=== Stated exercise ===
Copy out all of the lines below word for word, and leave out the picture.

=== Stored records ===
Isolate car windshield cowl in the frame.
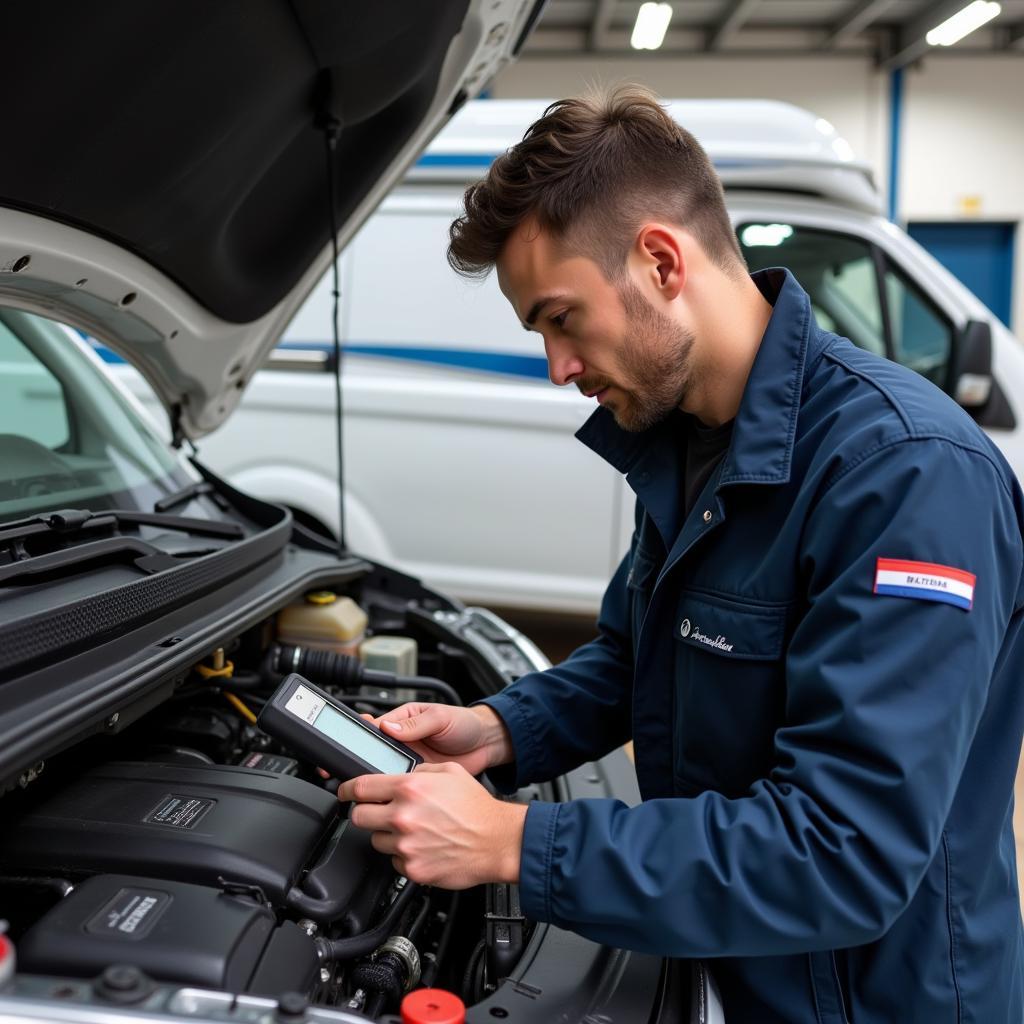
[0,509,245,544]
[0,501,246,587]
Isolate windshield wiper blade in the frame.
[153,480,215,512]
[0,537,205,586]
[0,509,245,544]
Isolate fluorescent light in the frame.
[739,224,793,249]
[925,0,1002,46]
[630,3,672,50]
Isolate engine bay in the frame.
[0,577,537,1020]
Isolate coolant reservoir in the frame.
[278,590,368,654]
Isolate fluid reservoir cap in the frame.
[92,964,154,1002]
[401,988,466,1024]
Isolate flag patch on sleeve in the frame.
[874,558,977,611]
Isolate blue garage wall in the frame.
[907,221,1017,327]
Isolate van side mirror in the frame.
[949,321,992,410]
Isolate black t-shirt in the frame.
[682,416,733,517]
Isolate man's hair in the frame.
[447,85,745,281]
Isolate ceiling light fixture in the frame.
[925,0,1002,46]
[630,3,672,50]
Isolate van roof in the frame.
[408,99,882,213]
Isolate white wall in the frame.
[492,55,889,199]
[492,53,1024,337]
[899,54,1024,337]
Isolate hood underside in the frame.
[0,0,534,436]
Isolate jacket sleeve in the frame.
[520,439,1022,956]
[479,538,636,793]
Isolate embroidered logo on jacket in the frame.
[874,558,977,611]
[679,618,732,651]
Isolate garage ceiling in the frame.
[523,0,1024,70]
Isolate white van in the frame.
[110,100,1024,612]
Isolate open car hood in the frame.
[0,0,543,438]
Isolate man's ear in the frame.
[636,223,686,300]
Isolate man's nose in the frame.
[544,338,584,387]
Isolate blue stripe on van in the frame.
[416,153,785,169]
[416,153,498,167]
[93,341,548,380]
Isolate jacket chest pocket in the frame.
[674,591,790,797]
[626,548,659,662]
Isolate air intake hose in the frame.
[263,643,462,707]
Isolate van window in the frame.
[885,261,953,387]
[736,223,953,387]
[0,322,70,451]
[737,224,889,355]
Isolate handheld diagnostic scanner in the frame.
[257,673,423,781]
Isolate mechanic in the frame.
[339,87,1024,1024]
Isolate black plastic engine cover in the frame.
[0,761,339,904]
[17,874,317,995]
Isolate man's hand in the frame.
[371,703,514,775]
[338,761,526,889]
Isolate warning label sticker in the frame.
[85,888,171,939]
[142,793,217,828]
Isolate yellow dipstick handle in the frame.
[224,693,256,725]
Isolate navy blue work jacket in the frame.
[486,270,1024,1024]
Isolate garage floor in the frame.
[499,608,1024,911]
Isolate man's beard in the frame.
[577,281,694,432]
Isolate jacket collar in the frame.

=== Response to the task ===
Isolate car windshield cowl in the frame.
[0,509,245,544]
[0,501,246,587]
Isolate windshield wiper blade in the frame.
[153,480,215,512]
[0,537,205,586]
[0,509,245,544]
Isolate fluorescent light in the frame.
[739,224,793,249]
[925,0,1002,46]
[630,3,672,50]
Isolate engine bay in the frame.
[0,577,537,1020]
Isolate coolant reservoir in the frame.
[278,590,368,654]
Isolate fluid reservoir cap in the frame.
[92,964,154,1002]
[401,988,466,1024]
Isolate flag patch on sleeve in the frame.
[874,558,977,611]
Isolate blue garage wall in the frame.
[907,221,1017,327]
Isolate van side mirror in the frame.
[949,321,992,410]
Isolate black t-shirt in the frame.
[682,416,733,517]
Isolate man's hair in the frame.
[447,85,745,281]
Isolate ceiling light fixture in the frame.
[925,0,1002,46]
[630,3,672,50]
Isolate van roof in the frame.
[408,99,882,213]
Isolate white wall in the frame.
[492,55,889,199]
[492,53,1024,337]
[899,54,1024,337]
Isolate hood underside in the frame.
[0,0,534,436]
Isolate jacket sleeve in the frame.
[520,439,1022,956]
[479,538,636,793]
Isolate embroidered logo on jacket in the frame.
[874,558,977,611]
[679,618,732,651]
Isolate garage ceiling in the frame.
[523,0,1024,70]
Isolate white van in the frame.
[110,100,1024,612]
Isolate open car hood in the frame.
[0,0,543,438]
Isolate man's ear in the frame.
[636,223,686,300]
Isolate man's nose in the frame.
[544,338,584,387]
Isolate blue stripe on van in the frame.
[416,153,785,169]
[416,153,498,167]
[93,341,548,380]
Isolate jacket chest pocket in the frame.
[674,591,790,797]
[626,548,659,662]
Isolate air intake hose in the frame.
[263,643,462,707]
Isolate van window in the frame.
[885,261,953,387]
[736,223,953,387]
[0,322,70,451]
[737,224,889,355]
Isolate handheld diagnostic scanner in the frame.
[257,673,423,781]
Isolate mechanic in the frame.
[339,87,1024,1024]
Isolate black plastic engine cover in the frame.
[0,761,339,904]
[17,874,317,995]
Isolate man's hand in the frame.
[371,703,514,775]
[338,761,526,889]
Isolate warning label sticker in the frame.
[85,888,171,939]
[142,793,217,828]
Isolate yellow dipstick handle in the frame.
[224,693,256,725]
Isolate navy blue work jacket in the frame.
[486,270,1024,1024]
Isolate garage floor in the frame.
[499,608,1024,911]
Isolate man's beard in the frame.
[577,281,694,432]
Isolate jacket collar in the frame.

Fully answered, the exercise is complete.